Given records:
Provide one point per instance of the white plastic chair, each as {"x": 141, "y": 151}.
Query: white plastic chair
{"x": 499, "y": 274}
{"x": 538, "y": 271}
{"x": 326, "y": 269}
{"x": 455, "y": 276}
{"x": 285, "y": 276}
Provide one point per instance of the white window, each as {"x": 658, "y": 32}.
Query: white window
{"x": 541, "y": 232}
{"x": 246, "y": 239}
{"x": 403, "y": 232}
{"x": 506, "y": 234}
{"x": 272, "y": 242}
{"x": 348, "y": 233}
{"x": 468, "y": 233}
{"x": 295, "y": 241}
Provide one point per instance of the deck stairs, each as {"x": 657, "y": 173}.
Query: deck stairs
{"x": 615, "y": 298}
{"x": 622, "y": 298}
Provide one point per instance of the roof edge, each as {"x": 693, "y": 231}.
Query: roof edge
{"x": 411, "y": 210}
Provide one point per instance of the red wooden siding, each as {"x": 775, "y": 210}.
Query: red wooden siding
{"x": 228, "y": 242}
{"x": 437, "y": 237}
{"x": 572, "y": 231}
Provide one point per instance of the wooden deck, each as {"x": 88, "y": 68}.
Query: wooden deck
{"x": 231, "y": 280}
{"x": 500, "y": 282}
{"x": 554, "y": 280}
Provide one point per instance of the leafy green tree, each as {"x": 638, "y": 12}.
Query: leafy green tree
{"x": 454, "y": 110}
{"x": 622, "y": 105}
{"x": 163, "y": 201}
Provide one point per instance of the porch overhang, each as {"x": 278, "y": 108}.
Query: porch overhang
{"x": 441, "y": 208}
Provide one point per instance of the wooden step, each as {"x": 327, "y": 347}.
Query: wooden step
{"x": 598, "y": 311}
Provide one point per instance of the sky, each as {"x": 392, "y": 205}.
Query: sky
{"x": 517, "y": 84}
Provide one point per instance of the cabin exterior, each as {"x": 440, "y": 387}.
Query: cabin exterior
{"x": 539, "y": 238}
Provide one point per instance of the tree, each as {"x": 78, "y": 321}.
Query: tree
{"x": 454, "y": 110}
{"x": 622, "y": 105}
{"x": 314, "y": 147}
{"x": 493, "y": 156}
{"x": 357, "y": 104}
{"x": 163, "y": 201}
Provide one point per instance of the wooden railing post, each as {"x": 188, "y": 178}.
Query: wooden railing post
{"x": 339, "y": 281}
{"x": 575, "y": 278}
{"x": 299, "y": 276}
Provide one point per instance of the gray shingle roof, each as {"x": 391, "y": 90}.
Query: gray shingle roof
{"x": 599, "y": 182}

Task to complete: Render all of the data above as a JSON array of strings, with one string per line and blank lines omitted.

Response below:
[
  "Provide one point per instance of the white plastic chair, each as {\"x\": 141, \"y\": 151}.",
  "Query: white plastic chair",
  "{\"x\": 499, \"y\": 274}",
  "{\"x\": 538, \"y\": 271}",
  "{\"x\": 326, \"y\": 269}",
  "{\"x\": 455, \"y\": 276}",
  "{\"x\": 285, \"y\": 276}",
  "Provide one point per instance of the white window, each as {\"x\": 658, \"y\": 32}.",
  "Query: white window",
  "{\"x\": 541, \"y\": 232}",
  "{\"x\": 246, \"y\": 239}",
  "{\"x\": 403, \"y\": 232}",
  "{\"x\": 506, \"y\": 234}",
  "{\"x\": 272, \"y\": 242}",
  "{\"x\": 348, \"y\": 233}",
  "{\"x\": 468, \"y\": 233}",
  "{\"x\": 295, \"y\": 241}",
  "Provide one point per instance of the deck stairs, each as {\"x\": 657, \"y\": 173}.",
  "Query: deck stairs",
  "{\"x\": 615, \"y\": 298}",
  "{\"x\": 622, \"y\": 298}",
  "Provide one point per instance of the roof edge, each as {\"x\": 693, \"y\": 231}.",
  "Query: roof edge",
  "{\"x\": 411, \"y\": 210}",
  "Provide one point per instance of the red wooden siding, each as {\"x\": 775, \"y\": 210}.",
  "Query: red wooden siding",
  "{\"x\": 228, \"y\": 242}",
  "{\"x\": 437, \"y\": 237}",
  "{\"x\": 572, \"y\": 231}",
  "Provide one point per instance of the wooden deck, each as {\"x\": 88, \"y\": 68}.",
  "Query: wooden deck",
  "{\"x\": 231, \"y\": 280}",
  "{\"x\": 500, \"y\": 282}",
  "{\"x\": 554, \"y\": 280}",
  "Provide one point per instance of the leafy green tree, each as {\"x\": 638, \"y\": 12}.",
  "Query: leafy green tree",
  "{\"x\": 454, \"y\": 110}",
  "{\"x\": 622, \"y\": 105}",
  "{\"x\": 163, \"y\": 201}",
  "Provide one point per instance of the porch overhang, each as {\"x\": 278, \"y\": 108}.",
  "Query: porch overhang",
  "{\"x\": 441, \"y\": 208}",
  "Provide one point per instance of the wooden step, each as {\"x\": 327, \"y\": 347}.",
  "Query: wooden step",
  "{\"x\": 598, \"y\": 311}",
  "Provide one point per instance of the sky, each as {\"x\": 392, \"y\": 205}.",
  "Query: sky",
  "{\"x\": 517, \"y\": 84}",
  "Provide one point per instance of the cabin exterior, each as {\"x\": 440, \"y\": 387}.",
  "Query: cabin exterior",
  "{\"x\": 539, \"y\": 238}",
  "Provide one point per instance of the tree, each as {\"x\": 78, \"y\": 321}.",
  "Query: tree",
  "{\"x\": 454, \"y\": 110}",
  "{\"x\": 622, \"y\": 105}",
  "{\"x\": 314, \"y\": 147}",
  "{\"x\": 493, \"y\": 156}",
  "{\"x\": 357, \"y\": 104}",
  "{\"x\": 163, \"y\": 201}",
  "Provide one point per instance of the wooden railing post, each as {\"x\": 188, \"y\": 178}.",
  "Query: wooden railing post",
  "{\"x\": 339, \"y\": 281}",
  "{\"x\": 575, \"y\": 278}",
  "{\"x\": 299, \"y\": 276}",
  "Provide one point per instance of the gray shingle roof, each as {\"x\": 391, \"y\": 90}.",
  "Query: gray shingle roof",
  "{\"x\": 599, \"y\": 182}"
]